Extract provided
-*-*-

Nikita Pavlovich Simonyan (, , born Mkrtych Pogosovich Simonyan, 12 October 1926) is a Soviet-Russian former football striker and coach of Armenian descent. He was born in Armavir. As of 2021 he was the Russian football functionary First Vice-President of the Russian Football Union. Simonyan was awarded the Honoured Master of Sports of the USSR title in 1954, the Honored Coach of Russia title in 1968, the Merited Coach of the USSR title in 1970 and the Commander of the Order "For Services to the Fatherland" award in 2011. Simonyan is the top scorer in the history of the club Spartak Moscow at 160 goals.

Club career

Simonyan was a player for FC Dinamo Sukhumi during his youth career.  After sixteen years of living in Sokhumi, Simonyan moved to Moscow, where he joined the local club FC Krylya Sovetov Moscow, also known as the "Wings of the Soviets". Gorokhov became Simonyan's first coach in Moscow. 

After Krylya Sovetov Moscow came in last place at the 1948 Soviet Top League, the club was disbanded. Simonyan signed with Spartak Moscow in 1949. In his first year, Spartak Moscow came in third place at the 1949 Soviet Top League. Simonyan and Spartak finally achieved victory in the 1952 Soviet Top League. He made 233 appearances and scored 133 goals for Spartak in his career.

International career
Simonyan joined the Soviet Union national football team in 1954. He competed with the team at the 1956 Summer Olympics in Melbourne. The team defeated Germany, Indonesia, Bulgaria and finally Yugoslavia to win the gold medal in football.

Simonyan was a member of the Soviet football team at the 1958 FIFA World Cup, its first World Cup. Because Team Captain Igor Netto was unable to play due to injury for most of the World Cup, Simonyan was named Captain of the team in his place. The team was placed in Group 4. Simonyan scored a goal against England, and the Soviet team would have been defeated without it. The Soviet Union lost to the Pelé-led Brazil team in the final group game. The USSR came in second place, which qualified them for the knockout stage. They were defeated by Sweden. Simonyan played his last match on 19 June 1958. Out of 20 internationals for the team, he scored 10 goals.

-*-*-

Dataset rows

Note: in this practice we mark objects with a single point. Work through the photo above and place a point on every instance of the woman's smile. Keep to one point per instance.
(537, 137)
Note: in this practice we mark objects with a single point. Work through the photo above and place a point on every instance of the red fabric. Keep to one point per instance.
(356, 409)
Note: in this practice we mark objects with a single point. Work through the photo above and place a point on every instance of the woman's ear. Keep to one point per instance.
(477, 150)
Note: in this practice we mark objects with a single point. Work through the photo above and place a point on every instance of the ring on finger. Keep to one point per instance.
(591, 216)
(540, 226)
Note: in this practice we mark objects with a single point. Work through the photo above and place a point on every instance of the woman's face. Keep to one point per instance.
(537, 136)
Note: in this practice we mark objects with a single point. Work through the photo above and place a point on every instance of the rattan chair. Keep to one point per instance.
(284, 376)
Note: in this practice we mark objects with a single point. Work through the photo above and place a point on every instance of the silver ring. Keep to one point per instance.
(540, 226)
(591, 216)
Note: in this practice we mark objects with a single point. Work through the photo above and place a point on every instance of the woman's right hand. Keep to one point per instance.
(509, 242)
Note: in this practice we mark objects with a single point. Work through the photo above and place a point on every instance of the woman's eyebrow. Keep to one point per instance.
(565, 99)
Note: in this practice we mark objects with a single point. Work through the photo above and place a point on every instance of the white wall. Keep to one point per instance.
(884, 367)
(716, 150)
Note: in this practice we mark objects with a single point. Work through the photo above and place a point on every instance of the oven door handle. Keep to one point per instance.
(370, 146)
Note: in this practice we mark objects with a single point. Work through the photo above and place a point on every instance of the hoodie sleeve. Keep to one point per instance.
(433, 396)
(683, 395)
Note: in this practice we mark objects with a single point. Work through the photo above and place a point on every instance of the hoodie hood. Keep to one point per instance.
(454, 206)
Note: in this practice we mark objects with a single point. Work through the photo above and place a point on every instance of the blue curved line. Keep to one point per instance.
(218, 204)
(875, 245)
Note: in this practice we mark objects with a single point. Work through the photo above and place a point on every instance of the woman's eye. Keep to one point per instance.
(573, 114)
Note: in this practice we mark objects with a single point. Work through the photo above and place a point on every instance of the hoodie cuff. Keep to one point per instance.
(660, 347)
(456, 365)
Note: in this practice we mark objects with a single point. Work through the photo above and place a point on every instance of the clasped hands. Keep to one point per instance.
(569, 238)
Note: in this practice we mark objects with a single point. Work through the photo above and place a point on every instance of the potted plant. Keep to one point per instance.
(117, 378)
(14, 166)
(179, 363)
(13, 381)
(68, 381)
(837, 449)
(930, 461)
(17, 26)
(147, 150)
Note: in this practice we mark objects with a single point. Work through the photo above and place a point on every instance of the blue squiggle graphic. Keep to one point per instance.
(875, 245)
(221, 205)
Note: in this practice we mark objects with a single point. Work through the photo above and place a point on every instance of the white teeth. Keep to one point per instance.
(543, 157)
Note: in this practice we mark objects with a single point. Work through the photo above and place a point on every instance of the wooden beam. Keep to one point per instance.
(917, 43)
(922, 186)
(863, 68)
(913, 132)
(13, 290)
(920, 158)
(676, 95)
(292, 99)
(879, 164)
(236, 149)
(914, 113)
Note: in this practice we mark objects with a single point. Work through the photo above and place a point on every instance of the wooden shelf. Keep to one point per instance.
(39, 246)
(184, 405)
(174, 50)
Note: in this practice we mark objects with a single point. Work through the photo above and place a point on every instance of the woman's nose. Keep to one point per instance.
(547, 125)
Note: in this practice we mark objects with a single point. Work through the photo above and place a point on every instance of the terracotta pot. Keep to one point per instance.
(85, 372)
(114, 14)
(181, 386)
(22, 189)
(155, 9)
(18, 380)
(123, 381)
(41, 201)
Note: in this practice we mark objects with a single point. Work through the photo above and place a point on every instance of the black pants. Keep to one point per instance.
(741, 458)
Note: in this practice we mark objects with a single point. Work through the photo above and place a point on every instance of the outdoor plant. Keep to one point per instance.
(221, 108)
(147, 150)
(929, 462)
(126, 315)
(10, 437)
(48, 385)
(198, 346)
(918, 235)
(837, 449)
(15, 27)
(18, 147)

-*-*-

Task objective
From the text on Nikita Simonyan, reproduce verbatim the passage starting with "Simonyan was a player" and going on through "coach in Moscow.". The records play no part in what is asked here.

Result for this task
Simonyan was a player for FC Dinamo Sukhumi during his youth career.  After sixteen years of living in Sokhumi, Simonyan moved to Moscow, where he joined the local club FC Krylya Sovetov Moscow, also known as the "Wings of the Soviets". Gorokhov became Simonyan's first coach in Moscow.